Objective: Substitute "single point" for every "single keypoint" in the data below, and give the data back otherwise unchanged, without the pictures.

Records provided:
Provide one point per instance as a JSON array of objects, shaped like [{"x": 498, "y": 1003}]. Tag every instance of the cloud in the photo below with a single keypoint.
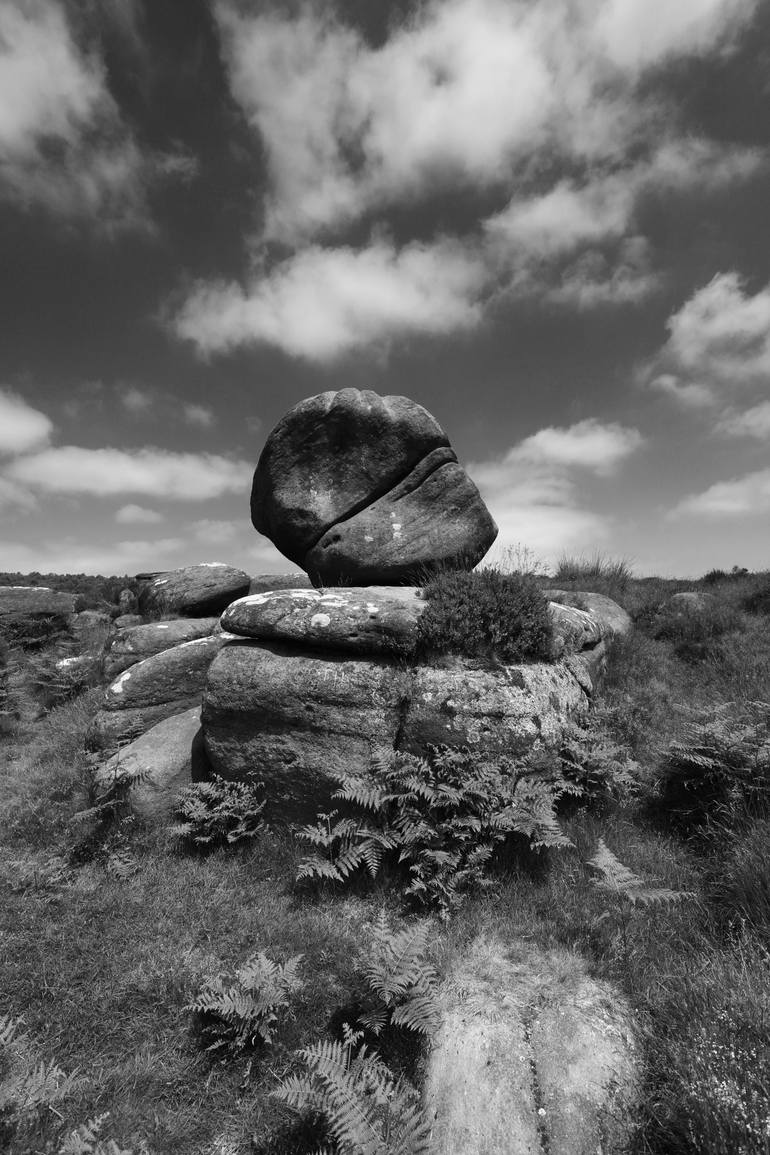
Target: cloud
[
  {"x": 532, "y": 490},
  {"x": 21, "y": 426},
  {"x": 148, "y": 471},
  {"x": 500, "y": 97},
  {"x": 323, "y": 303},
  {"x": 134, "y": 514},
  {"x": 200, "y": 416},
  {"x": 739, "y": 497},
  {"x": 64, "y": 146}
]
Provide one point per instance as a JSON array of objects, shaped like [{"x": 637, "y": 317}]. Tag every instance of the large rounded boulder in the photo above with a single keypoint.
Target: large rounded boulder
[{"x": 359, "y": 489}]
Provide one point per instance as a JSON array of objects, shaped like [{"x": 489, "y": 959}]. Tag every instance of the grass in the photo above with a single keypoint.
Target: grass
[{"x": 102, "y": 963}]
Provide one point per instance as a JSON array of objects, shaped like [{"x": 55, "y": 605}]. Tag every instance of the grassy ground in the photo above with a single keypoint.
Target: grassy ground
[{"x": 102, "y": 958}]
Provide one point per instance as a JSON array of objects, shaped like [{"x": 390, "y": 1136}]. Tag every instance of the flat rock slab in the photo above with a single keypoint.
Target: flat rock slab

Completed task:
Provide one point per instance as a JSON array of objects, shaped like [{"x": 498, "y": 1003}]. Tag every instance of the cloud in the photo below with a single point.
Target: cloud
[
  {"x": 532, "y": 490},
  {"x": 21, "y": 426},
  {"x": 148, "y": 471},
  {"x": 500, "y": 97},
  {"x": 323, "y": 303},
  {"x": 134, "y": 514},
  {"x": 200, "y": 416},
  {"x": 739, "y": 497},
  {"x": 64, "y": 146}
]
Provide one point per instance as a JSON array of objects, shaped like [{"x": 637, "y": 317}]. Tag every instance of the large rounded boulder in the photo above with a single point.
Target: large rounded boulder
[{"x": 359, "y": 489}]
Provide one point per instance as a JSON array of objects, shaped like [{"x": 489, "y": 959}]. Tag every instance of the grass in the photo above with a single point.
Target: grass
[{"x": 102, "y": 963}]
Provide one point per instance as a JSON array of objects, shaped like [{"x": 55, "y": 605}]. Tag every instance of the grassy ground in the photo above with a single point.
Target: grassy ground
[{"x": 102, "y": 958}]
Provide one point per instance as a JSON array of objects, shaped like [{"x": 390, "y": 1136}]. Tag every instance of the flat rock slab in the photo above with a single point.
Target: flat rock slab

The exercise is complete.